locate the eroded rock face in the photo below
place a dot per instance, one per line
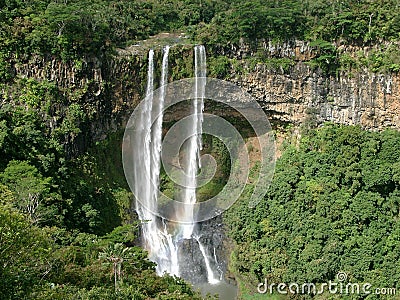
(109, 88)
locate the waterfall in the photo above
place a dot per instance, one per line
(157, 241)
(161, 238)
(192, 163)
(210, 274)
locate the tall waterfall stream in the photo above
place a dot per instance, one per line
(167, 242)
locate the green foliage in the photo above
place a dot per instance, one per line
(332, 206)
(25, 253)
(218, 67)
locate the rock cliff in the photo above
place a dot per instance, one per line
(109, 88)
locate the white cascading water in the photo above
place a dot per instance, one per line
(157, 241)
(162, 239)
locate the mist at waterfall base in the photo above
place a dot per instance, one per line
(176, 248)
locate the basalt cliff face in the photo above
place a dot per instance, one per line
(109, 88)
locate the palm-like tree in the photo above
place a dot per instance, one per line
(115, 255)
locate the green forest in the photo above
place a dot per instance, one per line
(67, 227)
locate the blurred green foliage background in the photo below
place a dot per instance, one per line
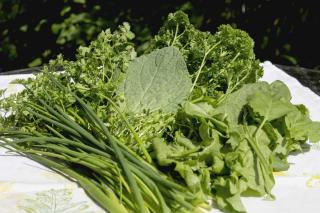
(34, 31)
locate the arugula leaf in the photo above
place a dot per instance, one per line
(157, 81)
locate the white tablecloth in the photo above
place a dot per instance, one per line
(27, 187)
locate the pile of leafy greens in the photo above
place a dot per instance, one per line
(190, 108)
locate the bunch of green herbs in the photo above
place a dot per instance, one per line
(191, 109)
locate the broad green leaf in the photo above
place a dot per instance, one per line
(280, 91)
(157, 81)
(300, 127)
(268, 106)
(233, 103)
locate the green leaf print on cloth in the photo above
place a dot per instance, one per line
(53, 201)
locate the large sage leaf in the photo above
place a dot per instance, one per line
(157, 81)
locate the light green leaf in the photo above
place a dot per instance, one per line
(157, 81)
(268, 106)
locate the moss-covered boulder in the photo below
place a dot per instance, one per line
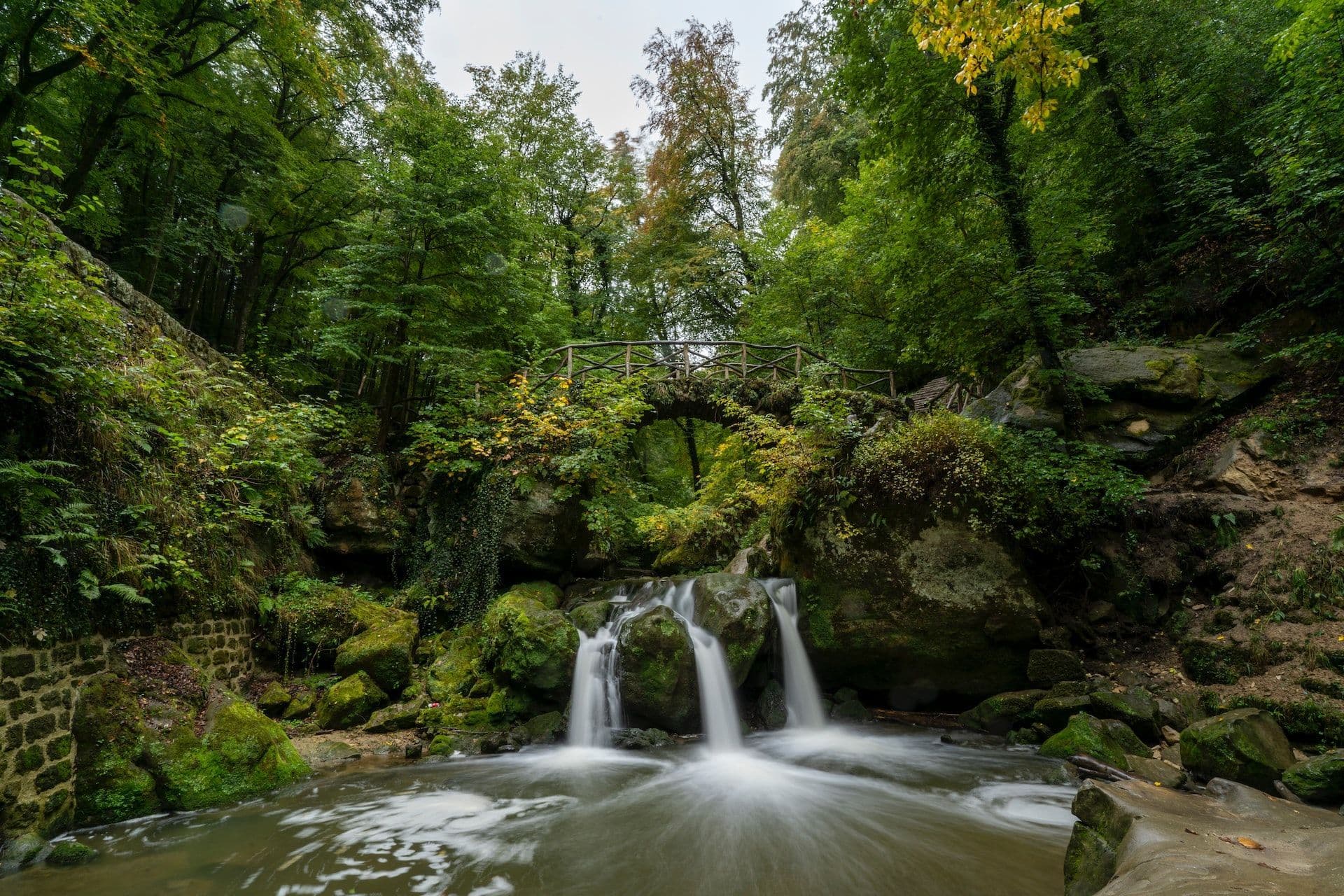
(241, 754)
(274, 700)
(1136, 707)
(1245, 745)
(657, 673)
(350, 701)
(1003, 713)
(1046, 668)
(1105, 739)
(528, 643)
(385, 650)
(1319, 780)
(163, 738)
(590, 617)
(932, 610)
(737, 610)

++++++

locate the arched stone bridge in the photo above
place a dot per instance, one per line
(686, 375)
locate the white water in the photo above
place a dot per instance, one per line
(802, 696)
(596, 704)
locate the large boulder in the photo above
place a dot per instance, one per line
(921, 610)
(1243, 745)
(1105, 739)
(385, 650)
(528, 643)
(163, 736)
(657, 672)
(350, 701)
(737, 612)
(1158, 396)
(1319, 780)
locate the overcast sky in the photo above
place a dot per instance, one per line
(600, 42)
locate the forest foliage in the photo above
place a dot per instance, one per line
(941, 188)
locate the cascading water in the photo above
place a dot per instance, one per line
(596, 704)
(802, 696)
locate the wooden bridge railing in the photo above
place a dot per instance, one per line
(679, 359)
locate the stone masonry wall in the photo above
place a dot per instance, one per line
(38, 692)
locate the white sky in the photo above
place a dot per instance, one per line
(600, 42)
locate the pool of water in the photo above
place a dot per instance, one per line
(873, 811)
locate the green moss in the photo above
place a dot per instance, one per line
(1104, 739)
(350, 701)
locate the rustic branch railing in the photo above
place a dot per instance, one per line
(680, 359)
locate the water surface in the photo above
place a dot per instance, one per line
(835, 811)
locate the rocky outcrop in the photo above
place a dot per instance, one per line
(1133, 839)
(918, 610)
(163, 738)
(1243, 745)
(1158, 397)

++++++

State how many of the rows above contain the word "bridge". Reply with the number alone.

2